[Supplied entries]

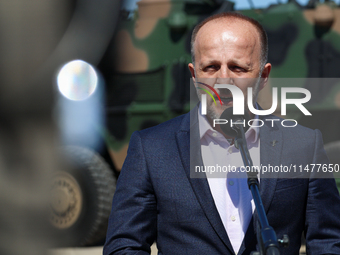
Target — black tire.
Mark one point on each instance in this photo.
(82, 198)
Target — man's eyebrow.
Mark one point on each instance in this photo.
(209, 62)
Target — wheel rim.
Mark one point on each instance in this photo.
(66, 201)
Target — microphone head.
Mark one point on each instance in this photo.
(232, 128)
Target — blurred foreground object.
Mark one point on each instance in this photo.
(37, 38)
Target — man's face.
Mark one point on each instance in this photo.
(227, 51)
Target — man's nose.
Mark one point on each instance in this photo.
(223, 76)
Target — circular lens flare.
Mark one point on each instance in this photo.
(77, 80)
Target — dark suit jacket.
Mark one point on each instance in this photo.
(156, 200)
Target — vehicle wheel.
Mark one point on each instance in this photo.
(81, 198)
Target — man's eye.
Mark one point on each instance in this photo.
(211, 67)
(238, 69)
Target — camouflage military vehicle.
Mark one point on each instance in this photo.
(147, 79)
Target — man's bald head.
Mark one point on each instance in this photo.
(233, 16)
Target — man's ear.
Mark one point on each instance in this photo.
(192, 71)
(265, 75)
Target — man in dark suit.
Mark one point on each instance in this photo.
(157, 200)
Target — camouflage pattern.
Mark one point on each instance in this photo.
(151, 50)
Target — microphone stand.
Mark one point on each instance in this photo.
(267, 240)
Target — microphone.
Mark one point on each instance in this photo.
(236, 123)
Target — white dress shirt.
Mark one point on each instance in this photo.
(230, 190)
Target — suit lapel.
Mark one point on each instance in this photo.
(199, 183)
(270, 152)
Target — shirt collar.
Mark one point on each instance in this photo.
(252, 134)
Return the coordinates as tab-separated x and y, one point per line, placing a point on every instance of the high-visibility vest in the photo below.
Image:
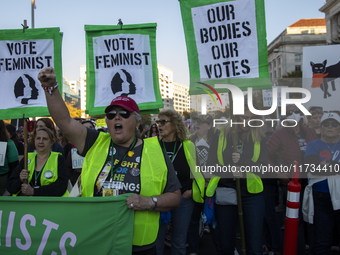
51	165
254	182
153	178
198	184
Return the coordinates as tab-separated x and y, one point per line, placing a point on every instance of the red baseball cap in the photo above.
125	102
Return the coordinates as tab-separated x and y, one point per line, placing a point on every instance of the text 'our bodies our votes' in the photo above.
25	56
224	34
118	58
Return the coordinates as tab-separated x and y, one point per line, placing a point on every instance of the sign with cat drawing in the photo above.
321	73
22	56
121	61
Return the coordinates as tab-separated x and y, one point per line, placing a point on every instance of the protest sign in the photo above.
122	62
226	43
321	72
70	225
22	56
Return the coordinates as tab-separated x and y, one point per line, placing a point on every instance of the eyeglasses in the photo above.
316	108
162	122
327	124
124	114
293	111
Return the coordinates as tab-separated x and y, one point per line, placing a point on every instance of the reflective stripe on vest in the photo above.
198	184
153	178
254	182
51	165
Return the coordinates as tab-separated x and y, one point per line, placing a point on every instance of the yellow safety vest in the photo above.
198	184
153	178
51	165
254	182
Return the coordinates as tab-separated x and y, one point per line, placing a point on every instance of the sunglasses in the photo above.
327	124
162	122
297	111
124	114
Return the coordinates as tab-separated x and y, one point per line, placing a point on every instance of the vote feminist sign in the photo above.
226	39
22	57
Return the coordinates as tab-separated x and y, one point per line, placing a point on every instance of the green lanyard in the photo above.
35	171
114	168
173	153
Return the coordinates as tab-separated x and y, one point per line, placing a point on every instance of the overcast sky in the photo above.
72	15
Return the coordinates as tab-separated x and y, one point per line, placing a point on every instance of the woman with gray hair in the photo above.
182	152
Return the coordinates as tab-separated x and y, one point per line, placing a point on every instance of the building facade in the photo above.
181	98
285	52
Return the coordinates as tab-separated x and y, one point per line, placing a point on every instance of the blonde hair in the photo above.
178	122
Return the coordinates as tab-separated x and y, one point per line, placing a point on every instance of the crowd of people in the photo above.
158	167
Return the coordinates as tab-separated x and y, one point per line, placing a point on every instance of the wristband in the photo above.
50	89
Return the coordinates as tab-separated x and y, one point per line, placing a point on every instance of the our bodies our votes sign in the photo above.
226	41
22	57
122	62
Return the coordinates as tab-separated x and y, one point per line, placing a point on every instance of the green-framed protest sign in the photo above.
22	56
121	61
226	43
67	225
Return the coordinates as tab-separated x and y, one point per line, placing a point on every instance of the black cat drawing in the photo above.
25	89
122	82
323	74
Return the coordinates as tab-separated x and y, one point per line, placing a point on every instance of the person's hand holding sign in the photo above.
48	79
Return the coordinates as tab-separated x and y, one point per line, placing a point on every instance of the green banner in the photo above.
121	61
22	56
226	43
71	225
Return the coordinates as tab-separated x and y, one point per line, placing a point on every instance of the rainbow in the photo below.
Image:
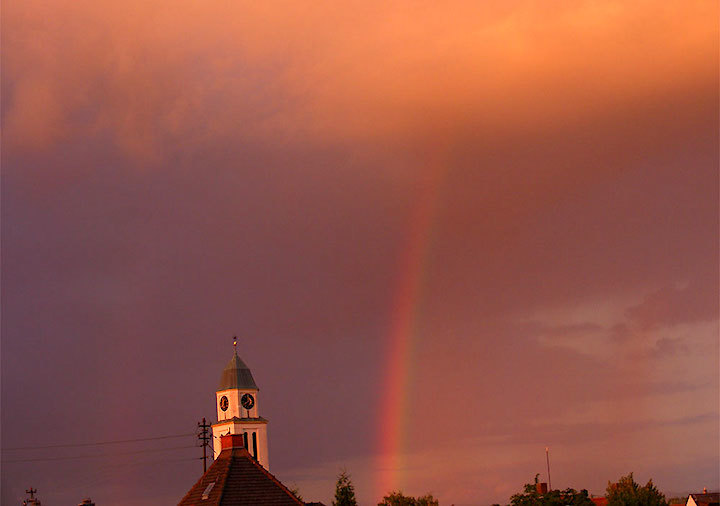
407	297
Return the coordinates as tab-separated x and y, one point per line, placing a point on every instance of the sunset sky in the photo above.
446	234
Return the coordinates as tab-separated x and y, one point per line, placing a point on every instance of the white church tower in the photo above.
237	407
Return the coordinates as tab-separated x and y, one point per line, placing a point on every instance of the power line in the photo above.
100	443
153	450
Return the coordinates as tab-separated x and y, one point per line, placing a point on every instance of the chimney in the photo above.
230	441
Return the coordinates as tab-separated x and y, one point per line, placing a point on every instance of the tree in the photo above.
531	496
626	492
344	490
396	498
295	490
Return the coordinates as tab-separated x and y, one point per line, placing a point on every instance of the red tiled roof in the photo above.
238	480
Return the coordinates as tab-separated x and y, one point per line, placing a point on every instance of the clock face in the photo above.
247	401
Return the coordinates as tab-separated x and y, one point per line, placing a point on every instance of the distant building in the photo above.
237	479
704	499
240	474
599	501
238	413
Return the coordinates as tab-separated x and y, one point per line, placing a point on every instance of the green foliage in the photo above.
626	492
531	497
344	490
295	490
397	498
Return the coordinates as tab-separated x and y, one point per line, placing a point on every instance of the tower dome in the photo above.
236	375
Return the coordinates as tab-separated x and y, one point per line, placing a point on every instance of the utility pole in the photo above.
547	459
204	436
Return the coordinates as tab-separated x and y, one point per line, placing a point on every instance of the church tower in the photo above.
237	408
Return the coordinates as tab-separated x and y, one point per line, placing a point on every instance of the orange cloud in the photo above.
162	78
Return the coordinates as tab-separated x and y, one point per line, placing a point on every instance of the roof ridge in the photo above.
272	477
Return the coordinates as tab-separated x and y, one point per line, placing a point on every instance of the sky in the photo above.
448	235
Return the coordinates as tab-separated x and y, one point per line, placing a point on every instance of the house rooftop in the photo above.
237	479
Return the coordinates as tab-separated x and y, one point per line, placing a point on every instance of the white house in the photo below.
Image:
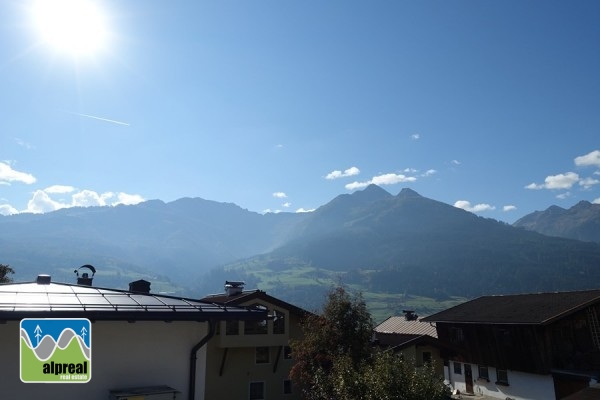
138	339
525	346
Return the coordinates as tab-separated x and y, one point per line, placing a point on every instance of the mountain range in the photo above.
580	222
370	239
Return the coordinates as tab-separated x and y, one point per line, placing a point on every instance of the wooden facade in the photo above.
549	334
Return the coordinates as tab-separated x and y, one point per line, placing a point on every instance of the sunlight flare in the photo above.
75	27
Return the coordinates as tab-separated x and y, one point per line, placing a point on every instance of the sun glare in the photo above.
76	27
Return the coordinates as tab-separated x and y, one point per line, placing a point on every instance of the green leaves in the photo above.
336	359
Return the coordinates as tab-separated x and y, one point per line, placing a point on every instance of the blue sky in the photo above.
492	106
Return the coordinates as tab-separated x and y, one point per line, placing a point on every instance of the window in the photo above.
484	373
287	387
504	337
262	355
256	327
501	377
457	368
287	353
457	335
232	328
426	357
278	322
257	391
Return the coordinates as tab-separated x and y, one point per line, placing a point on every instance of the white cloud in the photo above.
339	174
466	205
587	183
88	198
128	199
23	143
59	189
42	202
7	209
592	158
560	181
385	179
7	174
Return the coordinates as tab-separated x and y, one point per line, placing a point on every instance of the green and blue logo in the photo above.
56	350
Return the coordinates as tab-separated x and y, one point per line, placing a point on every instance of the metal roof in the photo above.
399	325
249	295
538	308
61	300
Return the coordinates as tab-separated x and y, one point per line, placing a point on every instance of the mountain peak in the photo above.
373	192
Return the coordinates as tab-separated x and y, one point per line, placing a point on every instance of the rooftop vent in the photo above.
233	288
43	279
85	278
410	315
139	286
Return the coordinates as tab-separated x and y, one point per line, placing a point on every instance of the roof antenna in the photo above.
85	278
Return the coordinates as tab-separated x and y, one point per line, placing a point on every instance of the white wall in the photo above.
522	386
123	355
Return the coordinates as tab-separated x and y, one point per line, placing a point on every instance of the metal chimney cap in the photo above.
43	279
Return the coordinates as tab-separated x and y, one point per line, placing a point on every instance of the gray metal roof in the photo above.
399	325
61	300
537	308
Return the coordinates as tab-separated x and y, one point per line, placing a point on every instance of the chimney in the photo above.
233	288
410	315
85	279
43	279
139	286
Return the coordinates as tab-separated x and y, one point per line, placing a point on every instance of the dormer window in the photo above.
278	322
256	327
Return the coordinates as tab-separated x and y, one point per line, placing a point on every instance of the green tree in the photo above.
5	270
336	359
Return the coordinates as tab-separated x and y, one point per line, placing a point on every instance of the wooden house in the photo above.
529	346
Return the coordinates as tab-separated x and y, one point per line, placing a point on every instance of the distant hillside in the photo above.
580	222
411	244
393	248
177	240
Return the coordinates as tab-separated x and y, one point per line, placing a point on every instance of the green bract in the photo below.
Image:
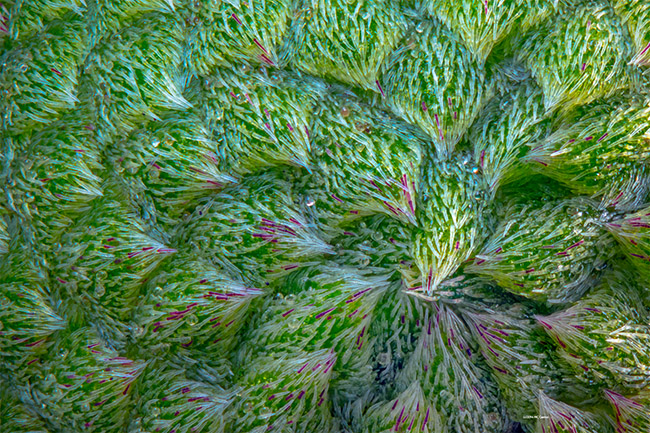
324	216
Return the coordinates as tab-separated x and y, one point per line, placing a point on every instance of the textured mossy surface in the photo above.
337	216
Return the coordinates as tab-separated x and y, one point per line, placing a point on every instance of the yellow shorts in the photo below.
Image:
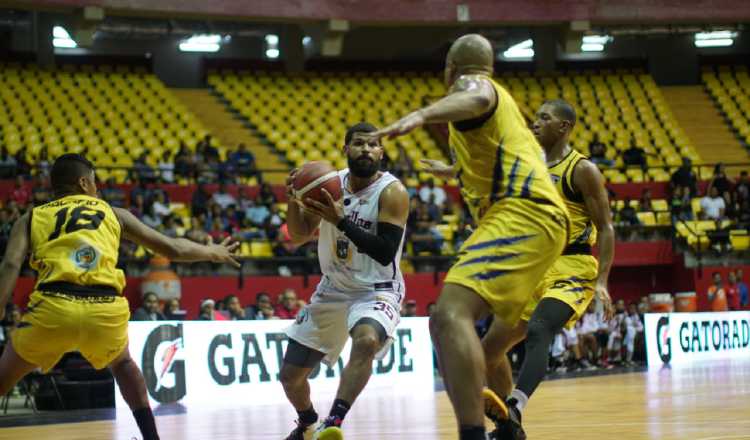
571	279
57	323
514	244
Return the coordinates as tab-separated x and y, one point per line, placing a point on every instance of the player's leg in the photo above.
299	362
496	344
460	355
12	368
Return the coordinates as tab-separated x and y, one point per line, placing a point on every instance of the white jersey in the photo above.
344	268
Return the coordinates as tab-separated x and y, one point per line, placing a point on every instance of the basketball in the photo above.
312	177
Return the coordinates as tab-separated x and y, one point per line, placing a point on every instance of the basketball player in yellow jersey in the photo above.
522	221
77	303
567	288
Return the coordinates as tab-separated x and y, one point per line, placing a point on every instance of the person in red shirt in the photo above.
287	307
733	292
717	297
21	194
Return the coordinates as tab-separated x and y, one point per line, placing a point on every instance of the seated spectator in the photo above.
598	154
634	156
429	189
742	188
223	198
712	205
410	309
680	206
645	202
717	297
149	310
166	168
633	326
719	181
262	299
7	164
113	194
685	177
21	194
287	307
627	215
234	309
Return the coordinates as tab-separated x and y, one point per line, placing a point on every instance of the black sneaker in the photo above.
299	432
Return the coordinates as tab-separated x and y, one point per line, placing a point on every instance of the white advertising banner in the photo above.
682	338
238	362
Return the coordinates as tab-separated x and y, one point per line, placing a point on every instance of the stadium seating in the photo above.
303	115
114	114
730	88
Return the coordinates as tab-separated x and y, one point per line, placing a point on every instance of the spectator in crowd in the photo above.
685	177
645	204
234	309
166	168
712	205
287	307
680	205
719	181
172	311
742	289
410	309
222	198
242	162
634	156
207	312
200	201
429	189
113	194
598	154
21	194
717	297
628	216
732	291
633	326
742	188
149	310
7	164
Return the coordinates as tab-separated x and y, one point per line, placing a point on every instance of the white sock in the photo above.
520	397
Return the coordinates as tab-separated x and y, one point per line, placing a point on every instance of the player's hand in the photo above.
438	168
330	210
401	127
602	295
224	252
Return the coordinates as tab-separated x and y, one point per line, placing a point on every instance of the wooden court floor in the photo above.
706	402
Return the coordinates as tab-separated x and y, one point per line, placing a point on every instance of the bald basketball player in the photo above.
522	222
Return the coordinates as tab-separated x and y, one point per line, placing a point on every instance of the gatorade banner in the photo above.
238	362
682	338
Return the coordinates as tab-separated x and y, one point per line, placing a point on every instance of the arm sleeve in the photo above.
382	247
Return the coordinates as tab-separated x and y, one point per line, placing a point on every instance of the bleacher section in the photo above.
114	114
730	88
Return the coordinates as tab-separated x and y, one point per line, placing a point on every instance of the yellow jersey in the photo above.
496	157
582	230
74	245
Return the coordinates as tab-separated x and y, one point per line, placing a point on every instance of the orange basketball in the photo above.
314	176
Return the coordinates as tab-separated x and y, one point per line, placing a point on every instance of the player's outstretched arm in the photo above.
15	253
176	249
590	182
469	97
302	225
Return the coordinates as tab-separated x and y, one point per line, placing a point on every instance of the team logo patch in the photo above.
85	257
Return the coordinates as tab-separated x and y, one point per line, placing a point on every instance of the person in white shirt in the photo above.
223	198
713	205
429	189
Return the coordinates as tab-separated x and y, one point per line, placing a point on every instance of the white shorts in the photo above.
325	323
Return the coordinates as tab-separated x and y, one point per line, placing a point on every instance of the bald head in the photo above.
472	52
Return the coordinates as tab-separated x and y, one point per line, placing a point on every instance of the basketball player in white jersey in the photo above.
360	294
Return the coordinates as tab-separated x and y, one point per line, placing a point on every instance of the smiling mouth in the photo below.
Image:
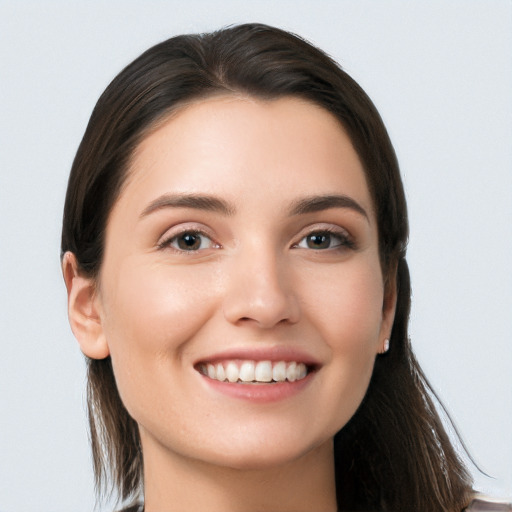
252	372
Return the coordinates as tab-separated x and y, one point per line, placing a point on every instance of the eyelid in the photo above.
332	229
164	240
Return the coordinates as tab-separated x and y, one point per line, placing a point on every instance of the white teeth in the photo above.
291	372
232	372
279	372
250	371
221	374
247	372
263	371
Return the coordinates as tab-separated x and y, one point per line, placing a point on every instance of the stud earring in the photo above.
385	348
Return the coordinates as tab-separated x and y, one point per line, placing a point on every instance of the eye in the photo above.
325	239
189	241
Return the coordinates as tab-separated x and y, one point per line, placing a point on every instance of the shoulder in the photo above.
133	508
481	504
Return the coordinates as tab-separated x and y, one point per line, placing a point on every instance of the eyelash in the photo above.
345	241
168	241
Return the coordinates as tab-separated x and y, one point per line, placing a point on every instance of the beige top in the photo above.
484	505
477	505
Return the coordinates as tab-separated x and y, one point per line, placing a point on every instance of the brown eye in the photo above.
319	241
323	240
189	241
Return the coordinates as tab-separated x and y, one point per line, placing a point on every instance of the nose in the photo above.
260	291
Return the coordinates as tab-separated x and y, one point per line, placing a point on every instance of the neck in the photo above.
174	483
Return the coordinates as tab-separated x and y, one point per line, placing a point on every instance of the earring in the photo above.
385	348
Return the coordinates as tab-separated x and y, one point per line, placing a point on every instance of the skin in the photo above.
255	281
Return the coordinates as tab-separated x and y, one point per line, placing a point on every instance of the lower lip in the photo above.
259	393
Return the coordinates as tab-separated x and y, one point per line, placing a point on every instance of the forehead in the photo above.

[/Supplied entries]

Work request
Starting at the top of the listing above, reproduce each line up to and including the one with "Target — dark suit jacket."; omit the pictures.

Your solution
Target — black tire.
Mark one point on each instance in this photo.
(82, 198)
Target — man's eyebrow.
Mark one point on each instance in this photo.
(209, 62)
Target — wheel rim.
Mark one point on each instance in this photo.
(66, 201)
Target — microphone head.
Mark one point on each instance in this photo.
(232, 128)
Target — blurred foreground object.
Mark one point on each instance in this photo.
(37, 38)
Target — man's face.
Mark one point on each instance in this photo.
(227, 51)
Target — man's nose.
Mark one point on each instance in this photo.
(223, 76)
Target — circular lens flare.
Mark one point on each instance in this photo.
(77, 80)
Target — dark suit jacket.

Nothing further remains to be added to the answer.